# Locking Tuners as direct replacement for Ibanez



## drmosh (Nov 28, 2009)

Hey,
are there any locking tuners I could get to directly replacement for tuners on a JEM or Universe guitar? Without having to drill or anything?

Many thanks!


----------



## QuambaFu (Nov 28, 2009)

Sperzel trim-lok tuners fit on my 7321. I don't have experience with the jem or uv guitars but perhaps there's some dimensional similarities(Ibanez.) I did have to remove the mounting-pin (don't know what you would call them exactly) from the tuning machines but they pull out quite easily. 
Even babies enjoy sperzel trim-lok tuners! Good Luck.


----------



## MaxOfMetal (Nov 28, 2009)

I would think that Gotoh tuners would fit, seeing as thats who makes the stock ones for the UVs and JEMs. 

Though, if you're locking the nut, why would you need locking tuners?


----------



## troyguitar (Nov 28, 2009)

I -think- the Schaller locking tuners are the same size, but I'm not positive and don't have any here to check it.


----------



## cyril v (Nov 28, 2009)

so you don't need the mounting pin?


----------



## drmosh (Nov 28, 2009)

MaxOfMetal said:


> I would think that Gotoh tuners would fit, seeing as thats who makes the stock ones for the UVs and JEMs.
> 
> Though, if you're locking the nut, why would you need locking tuners?



It's just easier when stringing the guitar


----------



## cyril v (Nov 28, 2009)

Planetwaves auto-trims and Schallers locking tuners are drop-in replacements for these as well...


----------



## Nick1 (Nov 28, 2009)

I dropped a set of Schaller Locking Tuners in my old RGA no drilling. Just a pair of pliers.


----------

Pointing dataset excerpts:
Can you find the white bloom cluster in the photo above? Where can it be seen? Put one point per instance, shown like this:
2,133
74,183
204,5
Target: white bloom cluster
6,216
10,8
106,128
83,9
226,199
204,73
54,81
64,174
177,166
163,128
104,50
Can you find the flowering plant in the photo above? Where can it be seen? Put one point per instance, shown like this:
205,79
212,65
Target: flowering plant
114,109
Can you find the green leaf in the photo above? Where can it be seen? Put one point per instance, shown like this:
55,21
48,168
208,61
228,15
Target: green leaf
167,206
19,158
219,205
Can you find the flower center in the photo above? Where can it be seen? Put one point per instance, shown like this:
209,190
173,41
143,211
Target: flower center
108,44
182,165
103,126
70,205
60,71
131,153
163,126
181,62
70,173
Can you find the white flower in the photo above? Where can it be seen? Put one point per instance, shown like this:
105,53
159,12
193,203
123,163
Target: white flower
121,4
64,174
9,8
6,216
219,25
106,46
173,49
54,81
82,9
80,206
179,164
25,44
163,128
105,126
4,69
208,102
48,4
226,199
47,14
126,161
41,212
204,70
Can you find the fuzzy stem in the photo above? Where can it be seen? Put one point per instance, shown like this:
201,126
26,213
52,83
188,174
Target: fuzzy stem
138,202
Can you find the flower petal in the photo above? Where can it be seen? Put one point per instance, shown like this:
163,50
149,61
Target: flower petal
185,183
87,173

> Exercise 1
Quote the part of the thread on locking tuners that begins at the words "## QuambaFu (Nov" and ends after "out quite easily.".
> Exercise 2
In the records, take the lines from the one containing "Can you find the flowering" through the end of the records and put "Label" wherever "Target" appears, changing nothing else. Return only those lines.

> Answer 1
## QuambaFu (Nov 28, 2009)

Sperzel trim-lok tuners fit on my 7321. I don't have experience with the jem or uv guitars but perhaps there's some dimensional similarities(Ibanez.) I did have to remove the mounting-pin (don't know what you would call them exactly) from the tuning machines but they pull out quite easily.

> Answer 2
Can you find the flowering plant in the photo above? Where can it be seen? Put one point per instance, shown like this:
205,79
212,65
Label: flowering plant
114,109
Can you find the green leaf in the photo above? Where can it be seen? Put one point per instance, shown like this:
55,21
48,168
208,61
228,15
Label: green leaf
167,206
19,158
219,205
Can you find the flower center in the photo above? Where can it be seen? Put one point per instance, shown like this:
209,190
173,41
143,211
Label: flower center
108,44
182,165
103,126
70,205
60,71
131,153
163,126
181,62
70,173
Can you find the white flower in the photo above? Where can it be seen? Put one point per instance, shown like this:
105,53
159,12
193,203
123,163
Label: white flower
121,4
64,174
9,8
6,216
219,25
106,46
173,49
54,81
82,9
80,206
179,164
25,44
163,128
105,126
4,69
208,102
48,4
226,199
47,14
126,161
41,212
204,70
Can you find the fuzzy stem in the photo above? Where can it be seen? Put one point per instance, shown like this:
201,126
26,213
52,83
188,174
Label: fuzzy stem
138,202
Can you find the flower petal in the photo above? Where can it be seen? Put one point per instance, shown like this:
163,50
149,61
Label: flower petal
185,183
87,173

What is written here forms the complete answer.